## BRIEF
Quote the rows below word for word, from the very first line through the line containing "[(855, 588), (385, 535)]", and leave the pictures out of your answer.

## RECORDS TO USE
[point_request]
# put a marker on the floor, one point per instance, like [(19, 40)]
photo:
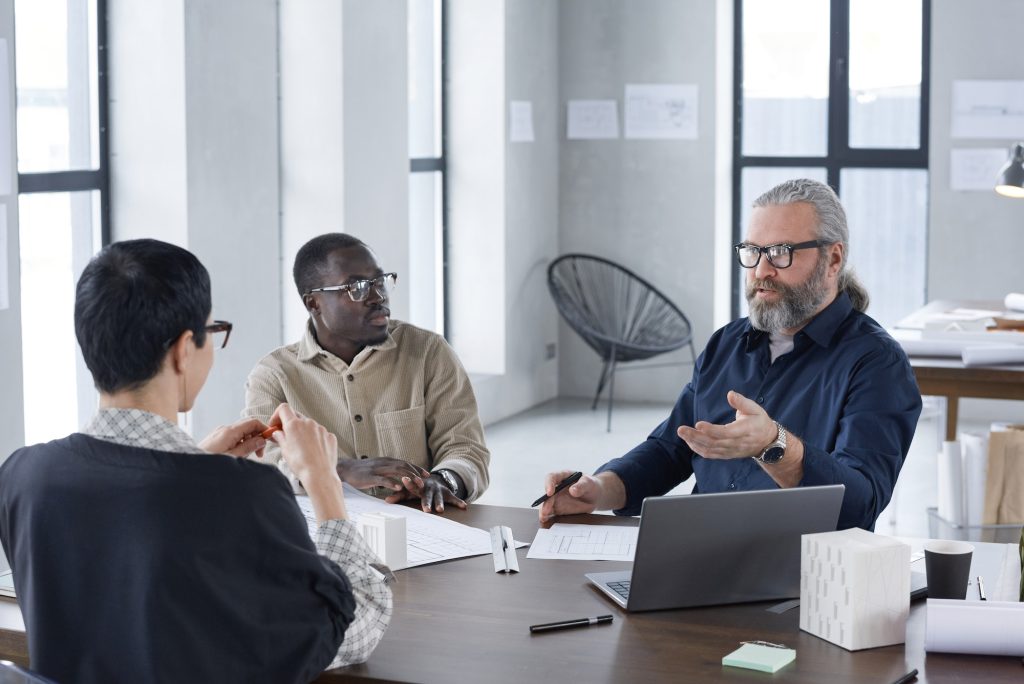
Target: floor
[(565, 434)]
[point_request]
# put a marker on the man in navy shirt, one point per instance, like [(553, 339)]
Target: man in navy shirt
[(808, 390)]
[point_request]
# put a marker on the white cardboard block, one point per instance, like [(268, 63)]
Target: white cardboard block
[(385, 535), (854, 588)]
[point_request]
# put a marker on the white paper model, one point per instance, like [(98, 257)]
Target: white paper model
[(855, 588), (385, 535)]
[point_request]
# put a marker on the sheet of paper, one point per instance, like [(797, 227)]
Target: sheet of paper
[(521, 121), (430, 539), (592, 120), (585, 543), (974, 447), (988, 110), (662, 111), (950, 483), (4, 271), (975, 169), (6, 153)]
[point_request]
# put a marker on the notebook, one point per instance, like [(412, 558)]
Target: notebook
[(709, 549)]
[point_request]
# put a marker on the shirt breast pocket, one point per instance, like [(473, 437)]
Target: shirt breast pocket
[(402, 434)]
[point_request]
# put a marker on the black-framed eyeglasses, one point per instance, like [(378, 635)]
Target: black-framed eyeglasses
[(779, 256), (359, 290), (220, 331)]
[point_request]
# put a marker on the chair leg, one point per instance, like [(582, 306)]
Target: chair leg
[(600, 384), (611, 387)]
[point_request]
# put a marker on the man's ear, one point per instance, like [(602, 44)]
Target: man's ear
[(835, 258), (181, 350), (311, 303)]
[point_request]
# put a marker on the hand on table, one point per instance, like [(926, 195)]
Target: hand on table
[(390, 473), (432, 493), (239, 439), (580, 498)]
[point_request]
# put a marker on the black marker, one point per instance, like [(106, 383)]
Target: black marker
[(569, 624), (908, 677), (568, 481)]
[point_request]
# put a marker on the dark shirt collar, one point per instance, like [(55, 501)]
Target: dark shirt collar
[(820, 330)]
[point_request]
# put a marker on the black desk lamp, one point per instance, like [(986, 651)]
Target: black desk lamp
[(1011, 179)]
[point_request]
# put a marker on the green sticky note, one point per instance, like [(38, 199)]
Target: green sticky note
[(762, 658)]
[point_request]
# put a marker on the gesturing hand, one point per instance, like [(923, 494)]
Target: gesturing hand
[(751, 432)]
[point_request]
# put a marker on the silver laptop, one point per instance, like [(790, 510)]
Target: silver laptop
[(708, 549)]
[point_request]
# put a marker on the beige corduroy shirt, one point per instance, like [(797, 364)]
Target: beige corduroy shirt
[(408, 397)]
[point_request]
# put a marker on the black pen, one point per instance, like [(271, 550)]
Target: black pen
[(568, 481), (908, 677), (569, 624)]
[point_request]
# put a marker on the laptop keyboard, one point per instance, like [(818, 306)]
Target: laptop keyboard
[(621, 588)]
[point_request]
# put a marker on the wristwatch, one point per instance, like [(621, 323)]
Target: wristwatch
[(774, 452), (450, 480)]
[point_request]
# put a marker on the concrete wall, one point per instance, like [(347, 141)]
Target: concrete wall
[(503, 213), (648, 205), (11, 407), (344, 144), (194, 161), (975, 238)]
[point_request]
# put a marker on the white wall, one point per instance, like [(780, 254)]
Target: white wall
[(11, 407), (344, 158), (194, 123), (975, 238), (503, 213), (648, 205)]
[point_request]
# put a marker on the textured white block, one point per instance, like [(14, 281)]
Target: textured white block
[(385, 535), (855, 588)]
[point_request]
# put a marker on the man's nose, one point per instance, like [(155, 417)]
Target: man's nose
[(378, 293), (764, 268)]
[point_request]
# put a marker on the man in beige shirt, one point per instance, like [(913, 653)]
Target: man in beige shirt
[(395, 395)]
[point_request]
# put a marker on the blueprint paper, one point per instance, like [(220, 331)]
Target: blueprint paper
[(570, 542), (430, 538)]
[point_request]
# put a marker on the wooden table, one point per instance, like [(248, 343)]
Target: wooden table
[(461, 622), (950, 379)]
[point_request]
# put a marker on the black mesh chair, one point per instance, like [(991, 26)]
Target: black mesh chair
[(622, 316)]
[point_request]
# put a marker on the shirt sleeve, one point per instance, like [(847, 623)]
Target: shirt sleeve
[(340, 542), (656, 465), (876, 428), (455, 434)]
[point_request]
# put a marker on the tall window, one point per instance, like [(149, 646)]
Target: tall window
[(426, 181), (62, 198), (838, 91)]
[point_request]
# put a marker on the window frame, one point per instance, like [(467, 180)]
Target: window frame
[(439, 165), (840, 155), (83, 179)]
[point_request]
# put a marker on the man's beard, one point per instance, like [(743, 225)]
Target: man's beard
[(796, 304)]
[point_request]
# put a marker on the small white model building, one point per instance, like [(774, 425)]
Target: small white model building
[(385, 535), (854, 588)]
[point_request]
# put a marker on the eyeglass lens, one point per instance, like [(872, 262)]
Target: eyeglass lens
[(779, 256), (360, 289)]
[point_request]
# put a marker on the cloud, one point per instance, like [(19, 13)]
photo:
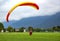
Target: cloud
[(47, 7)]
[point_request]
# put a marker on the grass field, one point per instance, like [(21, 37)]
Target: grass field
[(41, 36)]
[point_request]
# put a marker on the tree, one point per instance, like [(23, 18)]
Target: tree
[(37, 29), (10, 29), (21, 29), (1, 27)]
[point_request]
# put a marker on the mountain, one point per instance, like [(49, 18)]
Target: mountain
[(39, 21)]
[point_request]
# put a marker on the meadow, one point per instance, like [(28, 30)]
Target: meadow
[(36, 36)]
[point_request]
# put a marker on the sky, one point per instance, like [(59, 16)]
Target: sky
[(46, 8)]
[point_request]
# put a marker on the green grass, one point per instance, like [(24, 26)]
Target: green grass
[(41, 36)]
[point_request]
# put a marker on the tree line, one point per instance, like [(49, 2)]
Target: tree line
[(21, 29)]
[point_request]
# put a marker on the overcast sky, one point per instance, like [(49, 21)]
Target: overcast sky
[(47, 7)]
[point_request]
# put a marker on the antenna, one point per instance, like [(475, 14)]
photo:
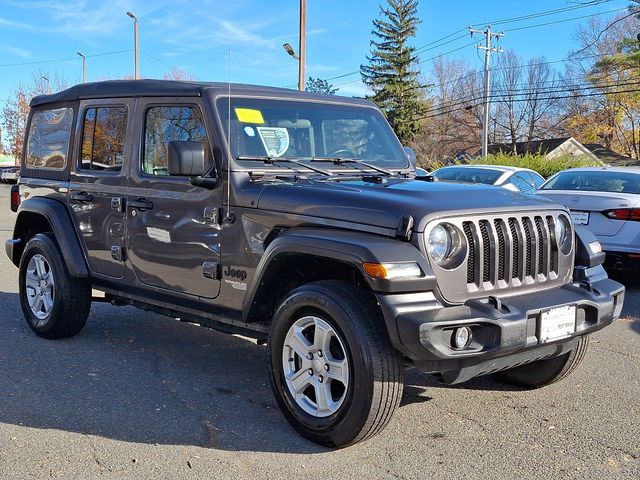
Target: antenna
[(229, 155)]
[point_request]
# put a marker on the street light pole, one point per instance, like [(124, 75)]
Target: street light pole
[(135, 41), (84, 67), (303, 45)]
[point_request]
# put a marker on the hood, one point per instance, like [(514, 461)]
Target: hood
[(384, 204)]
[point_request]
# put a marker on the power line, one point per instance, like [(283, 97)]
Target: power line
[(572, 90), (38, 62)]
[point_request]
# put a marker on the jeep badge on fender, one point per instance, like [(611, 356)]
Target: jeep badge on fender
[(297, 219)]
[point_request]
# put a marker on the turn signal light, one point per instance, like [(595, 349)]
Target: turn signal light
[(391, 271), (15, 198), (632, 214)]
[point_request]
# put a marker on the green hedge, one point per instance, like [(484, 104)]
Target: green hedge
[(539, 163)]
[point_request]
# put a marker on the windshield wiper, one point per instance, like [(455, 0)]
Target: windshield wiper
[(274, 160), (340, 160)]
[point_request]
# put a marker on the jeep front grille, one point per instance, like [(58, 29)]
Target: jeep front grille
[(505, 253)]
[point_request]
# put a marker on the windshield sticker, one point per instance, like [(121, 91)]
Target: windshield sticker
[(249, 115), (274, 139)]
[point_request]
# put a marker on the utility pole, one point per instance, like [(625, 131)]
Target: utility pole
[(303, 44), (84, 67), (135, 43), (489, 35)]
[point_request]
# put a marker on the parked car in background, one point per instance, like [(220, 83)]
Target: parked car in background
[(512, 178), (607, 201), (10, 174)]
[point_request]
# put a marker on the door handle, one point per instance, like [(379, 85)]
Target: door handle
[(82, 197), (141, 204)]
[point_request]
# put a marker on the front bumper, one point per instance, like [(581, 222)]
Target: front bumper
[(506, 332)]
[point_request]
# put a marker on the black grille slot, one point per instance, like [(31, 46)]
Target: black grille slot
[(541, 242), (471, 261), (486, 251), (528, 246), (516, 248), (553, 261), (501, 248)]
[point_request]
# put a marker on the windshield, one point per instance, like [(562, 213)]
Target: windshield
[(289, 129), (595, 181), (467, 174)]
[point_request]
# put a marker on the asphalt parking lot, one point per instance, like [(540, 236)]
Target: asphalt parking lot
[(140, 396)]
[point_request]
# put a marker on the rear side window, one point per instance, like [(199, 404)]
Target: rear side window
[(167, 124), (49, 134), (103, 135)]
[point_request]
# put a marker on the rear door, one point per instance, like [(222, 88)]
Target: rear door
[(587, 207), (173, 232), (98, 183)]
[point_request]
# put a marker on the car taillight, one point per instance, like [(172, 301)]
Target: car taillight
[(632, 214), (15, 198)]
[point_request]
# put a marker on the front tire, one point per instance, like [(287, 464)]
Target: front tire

## RESPONSE
[point_request]
# put a marker on the floor, one point per instance, like [(19, 40)]
photo:
Target: floor
[(565, 434)]
[point_request]
# put a marker on the man in navy shirt, one point per instance, like [(553, 339)]
Target: man in navy shirt
[(808, 390)]
[point_request]
# put a marker on the white cardboard block, one point per instance, like [(268, 63)]
Target: white cardboard block
[(385, 535), (854, 588)]
[point_request]
# put a marker on the white paper model, one point per instance, like [(98, 257)]
Target: white paper model
[(855, 588), (385, 535)]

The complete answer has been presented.